HOW TO COMPLETE THIS TASK: All of the data must be returned exactly as given.
Start of GIVEN ENTRIES
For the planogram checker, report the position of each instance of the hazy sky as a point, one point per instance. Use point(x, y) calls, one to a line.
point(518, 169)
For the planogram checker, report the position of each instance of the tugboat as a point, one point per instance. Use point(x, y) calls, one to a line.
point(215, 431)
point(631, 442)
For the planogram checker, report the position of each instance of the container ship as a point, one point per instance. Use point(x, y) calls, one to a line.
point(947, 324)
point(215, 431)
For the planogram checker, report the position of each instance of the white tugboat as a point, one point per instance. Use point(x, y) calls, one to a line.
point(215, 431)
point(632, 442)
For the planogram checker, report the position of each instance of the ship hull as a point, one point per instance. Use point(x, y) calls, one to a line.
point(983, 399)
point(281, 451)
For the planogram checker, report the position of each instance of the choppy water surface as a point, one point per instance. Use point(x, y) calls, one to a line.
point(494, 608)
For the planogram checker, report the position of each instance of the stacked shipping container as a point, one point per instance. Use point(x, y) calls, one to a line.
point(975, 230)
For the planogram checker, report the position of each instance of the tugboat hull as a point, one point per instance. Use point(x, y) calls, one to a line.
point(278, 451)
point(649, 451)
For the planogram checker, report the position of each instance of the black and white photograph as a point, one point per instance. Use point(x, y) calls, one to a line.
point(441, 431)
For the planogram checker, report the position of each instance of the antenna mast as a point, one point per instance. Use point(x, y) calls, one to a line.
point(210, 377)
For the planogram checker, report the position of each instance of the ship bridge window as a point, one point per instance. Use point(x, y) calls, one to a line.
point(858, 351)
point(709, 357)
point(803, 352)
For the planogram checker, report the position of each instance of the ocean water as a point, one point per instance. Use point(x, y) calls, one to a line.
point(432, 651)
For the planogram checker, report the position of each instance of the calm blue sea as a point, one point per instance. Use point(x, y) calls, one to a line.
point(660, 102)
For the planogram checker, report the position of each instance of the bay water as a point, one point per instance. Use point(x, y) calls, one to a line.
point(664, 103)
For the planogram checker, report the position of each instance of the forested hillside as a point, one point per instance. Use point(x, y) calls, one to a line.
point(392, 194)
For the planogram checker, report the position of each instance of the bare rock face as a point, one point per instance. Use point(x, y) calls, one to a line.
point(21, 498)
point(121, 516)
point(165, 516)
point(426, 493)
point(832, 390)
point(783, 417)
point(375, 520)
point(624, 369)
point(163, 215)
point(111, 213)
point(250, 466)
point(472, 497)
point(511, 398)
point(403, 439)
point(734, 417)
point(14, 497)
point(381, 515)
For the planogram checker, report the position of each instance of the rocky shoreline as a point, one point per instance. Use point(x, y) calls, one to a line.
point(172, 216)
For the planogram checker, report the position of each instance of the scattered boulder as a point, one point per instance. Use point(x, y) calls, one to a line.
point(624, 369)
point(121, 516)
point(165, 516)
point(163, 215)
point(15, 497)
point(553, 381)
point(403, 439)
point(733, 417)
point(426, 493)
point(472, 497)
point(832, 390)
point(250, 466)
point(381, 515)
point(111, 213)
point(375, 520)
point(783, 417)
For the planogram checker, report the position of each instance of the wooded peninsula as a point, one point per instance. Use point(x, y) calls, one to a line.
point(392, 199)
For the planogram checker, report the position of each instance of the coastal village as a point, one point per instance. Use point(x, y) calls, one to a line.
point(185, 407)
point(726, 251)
End of GIVEN ENTRIES
RESPONSE TO THE TASK:
For the planogram checker, report the position of each instance of the hazy sky as a point, one point per instance. Use point(x, y) calls, one to a line.
point(518, 169)
For the planogram checker, report the position of each instance of the tugboat as a point, one point per instance. Use point(x, y) calls, one to a line.
point(215, 431)
point(631, 442)
For the planogram checker, report the position of each instance of the container ship as a point, one point per instance. Use point(x, y) calls, one to a line.
point(947, 324)
point(215, 431)
For the planogram checker, report the position of each instance of the white tugboat as a point, one point per instance. Use point(x, y) calls, one to a line.
point(215, 431)
point(632, 442)
For the planogram checker, report the position of each instance of the ship hull as a point, one point per instance. Use point(x, y) calls, one to a line.
point(983, 399)
point(281, 451)
For the planogram checker, report the position of each instance of the choppy water surface as a point, one point per instance. Use point(x, y) calls, one to a line.
point(494, 608)
For the planogram checker, report the position of each instance of the stacked shipping container as a point, one point per instance. Use point(x, y) calls, one to a line.
point(975, 230)
For the planogram checker, report the position of each instance of the tugboat hull as a point, one point per instance. Use point(x, y) calls, one to a line.
point(278, 451)
point(649, 451)
For the planogram checker, report the position of each instance of the black and white photograph as a point, one point per instance. Use point(x, y) calls, one to a line.
point(441, 431)
For the planogram checker, report the position of each instance of the antenna mast as a point, one point per instance. Use point(x, y) calls, one to a line.
point(210, 377)
For the planogram checker, report the position of each instance of the ship bridge window as a point, one point per instance. Use point(x, y) calls, one to a line.
point(858, 351)
point(709, 357)
point(803, 352)
For the planogram checker, report the position of each instance of the ocean water as a point, one point per instance. Use point(x, y) calls, one to a line.
point(432, 651)
For the planogram checker, report the position of each instance of the calm blue sea as a point, one point per instance. Use point(x, y) calls, one to a line.
point(660, 102)
For the planogram checker, report the position of each instance of the bay water as a point, one point per instance. Use point(x, y) calls, one to a line.
point(664, 103)
For the planogram checker, report the position of each instance of the forested hillside as a point, one point per instance. Use point(x, y) calls, one to a line.
point(392, 194)
For the planogram checker, report the position of each instance of the bare rock face as a point, one point per instance. Use point(x, y) calls, one to a line.
point(21, 498)
point(121, 516)
point(165, 516)
point(426, 493)
point(832, 390)
point(783, 417)
point(375, 520)
point(624, 369)
point(163, 215)
point(111, 213)
point(250, 466)
point(472, 497)
point(511, 398)
point(403, 439)
point(734, 417)
point(14, 497)
point(381, 515)
For the planogram checker, report the position of each instance of the rocky shoreline as a point, one point per instance. Use point(x, y) calls, one to a line.
point(172, 216)
For the planogram checker, report the position of each instance of the scattered boulder as a point, one point per instance. Use point(x, y) calls, one to a line.
point(624, 369)
point(121, 516)
point(165, 516)
point(163, 215)
point(15, 497)
point(553, 381)
point(403, 439)
point(733, 417)
point(426, 493)
point(472, 497)
point(832, 390)
point(250, 466)
point(381, 515)
point(111, 213)
point(375, 520)
point(783, 417)
For the planogram checker, report the position of each instance of the wooded peninsula as a point, one point per instance. Use point(x, y) calls, one to a line.
point(392, 199)
For the planogram checker, report the position of each instance of the coastal village as a point, one point per instance. Use point(x, y) calls, one to a line.
point(185, 407)
point(726, 251)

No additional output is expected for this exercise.